### Problem
When the line containing "In this photo, where can the red" appears in the data below, begin copying there and stop only after the line containing "In this photo, where can the stone".

[Information Boundary: Start]

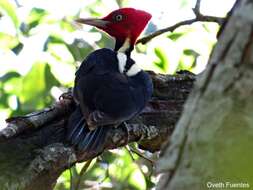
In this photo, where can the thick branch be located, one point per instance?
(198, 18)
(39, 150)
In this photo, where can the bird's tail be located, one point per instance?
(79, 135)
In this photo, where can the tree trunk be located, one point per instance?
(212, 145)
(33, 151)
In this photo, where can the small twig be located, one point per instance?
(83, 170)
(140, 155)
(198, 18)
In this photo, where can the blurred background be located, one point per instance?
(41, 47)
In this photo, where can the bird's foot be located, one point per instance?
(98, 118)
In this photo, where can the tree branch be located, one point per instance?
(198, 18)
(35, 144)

[Information Boundary: End]
[Information Boundary: Start]

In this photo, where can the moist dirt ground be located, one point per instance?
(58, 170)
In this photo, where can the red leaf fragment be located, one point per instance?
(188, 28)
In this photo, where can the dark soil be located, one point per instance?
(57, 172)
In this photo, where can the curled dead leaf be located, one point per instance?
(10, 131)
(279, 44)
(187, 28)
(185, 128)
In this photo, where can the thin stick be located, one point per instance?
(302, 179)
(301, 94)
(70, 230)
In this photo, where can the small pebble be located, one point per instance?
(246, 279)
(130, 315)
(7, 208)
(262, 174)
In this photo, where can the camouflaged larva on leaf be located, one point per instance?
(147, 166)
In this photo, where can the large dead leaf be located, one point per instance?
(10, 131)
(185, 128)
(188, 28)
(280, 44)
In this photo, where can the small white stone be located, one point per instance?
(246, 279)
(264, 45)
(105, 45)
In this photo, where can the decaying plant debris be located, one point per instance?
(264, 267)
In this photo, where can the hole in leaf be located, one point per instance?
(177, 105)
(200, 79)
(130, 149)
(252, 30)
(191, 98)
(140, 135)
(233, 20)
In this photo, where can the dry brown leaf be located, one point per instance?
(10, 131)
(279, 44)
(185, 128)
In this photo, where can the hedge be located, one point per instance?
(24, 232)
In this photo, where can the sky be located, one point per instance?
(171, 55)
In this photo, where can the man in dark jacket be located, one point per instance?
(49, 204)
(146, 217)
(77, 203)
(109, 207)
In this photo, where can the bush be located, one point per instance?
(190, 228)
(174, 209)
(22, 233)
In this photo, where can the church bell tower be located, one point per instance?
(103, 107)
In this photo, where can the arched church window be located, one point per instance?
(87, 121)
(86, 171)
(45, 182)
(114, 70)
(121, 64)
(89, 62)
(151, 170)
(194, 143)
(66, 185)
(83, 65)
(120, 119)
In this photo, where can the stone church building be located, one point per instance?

[Information Boundary: End]

### Answer space
In this photo, where can the red leaf fragment be located, one point per instance?
(188, 28)
In this photo, where can the dark soil be located, one point per instance?
(57, 172)
In this photo, where can the curled dead leaf be located, one point per instance?
(10, 131)
(279, 44)
(187, 28)
(185, 128)
In this photo, where can the thin stick be located, one point per instance?
(302, 179)
(301, 94)
(70, 230)
In this photo, where can the small pebble be located, one point per instance?
(246, 279)
(130, 315)
(7, 208)
(262, 174)
In this photo, where can the camouflaged larva on leaf be located, one point per instance?
(147, 166)
In this photo, where can the large dead leaf be located, one point per instance?
(10, 131)
(185, 128)
(188, 28)
(280, 44)
In this photo, where can the small white stone be located, one point per instance?
(246, 279)
(264, 45)
(105, 45)
In this photo, where can the decaying plant debris be located, one point per instance?
(264, 267)
In this photo, where can the hole in leaf be located, one point per instance?
(177, 105)
(200, 79)
(130, 149)
(252, 30)
(191, 98)
(140, 135)
(233, 20)
In this photo, where can the dry brown leaf be located, one point per instance?
(10, 131)
(279, 44)
(185, 128)
In this photo, where can the hedge be located, one point per instance?
(24, 232)
In this photo, where can the sky be located, one point per instance?
(171, 55)
In this photo, where can the man in dark jacket be located, one point per instance?
(49, 204)
(146, 217)
(77, 203)
(109, 207)
In this photo, where can the bush be located, one point per instance?
(190, 228)
(174, 209)
(22, 233)
In this photo, where can the church bell tower be located, one point per instance?
(103, 107)
In this photo, where can the arched church window be located, one point per instance?
(87, 121)
(86, 171)
(45, 182)
(114, 70)
(121, 64)
(89, 62)
(151, 170)
(194, 143)
(66, 185)
(83, 65)
(120, 119)
In this photo, where can the stone church building be located, one point per instance?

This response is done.